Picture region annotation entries
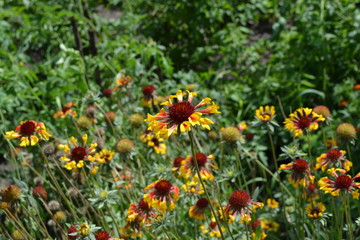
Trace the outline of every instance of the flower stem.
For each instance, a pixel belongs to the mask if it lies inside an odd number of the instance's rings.
[[[192,152],[193,160],[194,160],[194,163],[195,163],[196,173],[197,173],[197,175],[198,175],[200,184],[201,184],[201,186],[202,186],[203,189],[204,189],[206,198],[207,198],[207,200],[208,200],[209,203],[210,203],[211,212],[212,212],[212,214],[214,215],[215,220],[216,220],[216,224],[217,224],[218,227],[219,227],[219,231],[220,231],[221,238],[222,238],[223,240],[225,240],[224,234],[223,234],[222,229],[221,229],[221,225],[220,225],[219,218],[218,218],[218,216],[217,216],[217,214],[216,214],[216,212],[215,212],[215,210],[214,210],[214,206],[213,206],[213,204],[212,204],[212,202],[211,202],[211,199],[210,199],[210,197],[209,197],[209,193],[207,192],[206,187],[205,187],[205,184],[204,184],[204,182],[203,182],[203,180],[202,180],[202,178],[201,178],[201,175],[200,175],[200,169],[199,169],[199,166],[198,166],[198,164],[197,164],[197,160],[196,160],[196,156],[195,156],[194,136],[191,134],[190,131],[189,131],[189,138],[190,138],[191,152]]]

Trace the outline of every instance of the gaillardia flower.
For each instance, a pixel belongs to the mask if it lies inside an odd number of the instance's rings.
[[[189,216],[198,220],[205,218],[205,210],[208,209],[209,201],[206,198],[199,198],[195,205],[189,209]]]
[[[72,109],[75,106],[76,106],[75,103],[69,102],[69,103],[65,104],[64,107],[61,110],[54,113],[53,117],[54,118],[58,118],[58,117],[65,118],[67,115],[71,115],[73,117],[76,117],[77,113]]]
[[[315,201],[311,202],[306,207],[306,213],[309,218],[320,218],[322,214],[325,212],[326,208],[323,203],[317,203]]]
[[[236,190],[230,195],[229,204],[223,207],[226,218],[229,223],[236,220],[236,215],[240,213],[240,222],[251,221],[250,214],[253,210],[264,206],[263,203],[254,202],[250,195],[243,190]],[[222,211],[220,211],[222,213]]]
[[[187,101],[184,101],[184,96],[187,96]],[[216,105],[210,98],[204,98],[196,106],[192,105],[193,98],[197,95],[195,92],[183,93],[181,90],[177,91],[176,95],[171,95],[169,101],[162,103],[169,107],[168,111],[161,109],[160,112],[154,116],[148,114],[145,121],[149,123],[149,129],[152,130],[156,136],[168,138],[171,134],[177,133],[178,129],[181,133],[190,131],[192,126],[200,125],[202,129],[210,129],[209,125],[214,124],[203,115],[219,113],[219,106]],[[173,99],[177,99],[173,103]],[[208,105],[205,109],[199,108]]]
[[[103,149],[101,152],[95,153],[94,158],[98,163],[103,164],[110,162],[114,155],[113,151]]]
[[[275,107],[274,106],[260,106],[259,109],[255,111],[256,118],[264,123],[271,121],[275,116]]]
[[[290,114],[289,118],[285,119],[284,124],[294,137],[301,137],[305,130],[309,132],[317,130],[320,121],[325,121],[325,118],[313,112],[311,108],[298,108]]]
[[[144,190],[148,191],[150,189],[154,191],[144,195],[144,200],[149,206],[156,208],[160,212],[165,212],[167,209],[173,210],[176,207],[175,202],[179,200],[180,190],[168,180],[158,180]]]
[[[46,127],[42,122],[35,122],[34,120],[22,121],[20,125],[15,128],[15,131],[8,131],[5,137],[9,140],[20,138],[20,146],[34,146],[39,139],[49,140],[51,134],[46,131]]]
[[[216,166],[211,163],[214,160],[213,155],[205,155],[203,153],[195,153],[196,162],[194,158],[191,156],[187,156],[184,161],[182,161],[182,165],[179,169],[180,176],[188,179],[192,176],[196,175],[196,163],[200,170],[200,176],[203,180],[214,180],[214,175],[211,173],[210,167],[216,169]]]
[[[291,171],[290,179],[295,184],[299,183],[302,186],[306,186],[307,181],[313,178],[310,174],[309,163],[304,159],[297,159],[291,163],[282,164],[280,170]]]
[[[74,145],[70,148],[67,144],[59,144],[58,148],[65,151],[65,155],[61,157],[61,160],[67,162],[65,168],[77,172],[79,168],[84,166],[84,161],[89,160],[93,162],[95,158],[92,154],[95,152],[97,146],[96,143],[92,143],[88,148],[86,142],[88,140],[87,134],[82,136],[83,144],[78,145],[77,140],[74,137],[70,137],[70,142]]]
[[[346,171],[349,171],[352,162],[345,158],[346,152],[339,150],[337,148],[330,149],[327,153],[323,153],[320,157],[316,158],[316,169],[321,168],[322,171],[325,171],[326,168],[343,168]]]
[[[338,174],[340,173],[340,174]],[[346,170],[339,168],[330,168],[328,174],[332,177],[323,177],[319,180],[320,190],[325,193],[330,193],[332,196],[339,196],[340,192],[351,193],[354,199],[359,198],[359,193],[356,188],[360,187],[360,183],[354,180],[360,177],[360,173],[356,174],[355,177],[345,175]]]
[[[142,219],[143,224],[149,224],[156,216],[155,209],[142,198],[138,204],[131,203],[127,212],[127,221],[132,222],[137,217]]]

## Requirement
Report every line of the entries above that contains the string "flower", copying each such line in full. Case counts.

## Result of this task
Trace the outline of every instance of the flower stem.
Trace the outline of every instance of the gaillardia flower.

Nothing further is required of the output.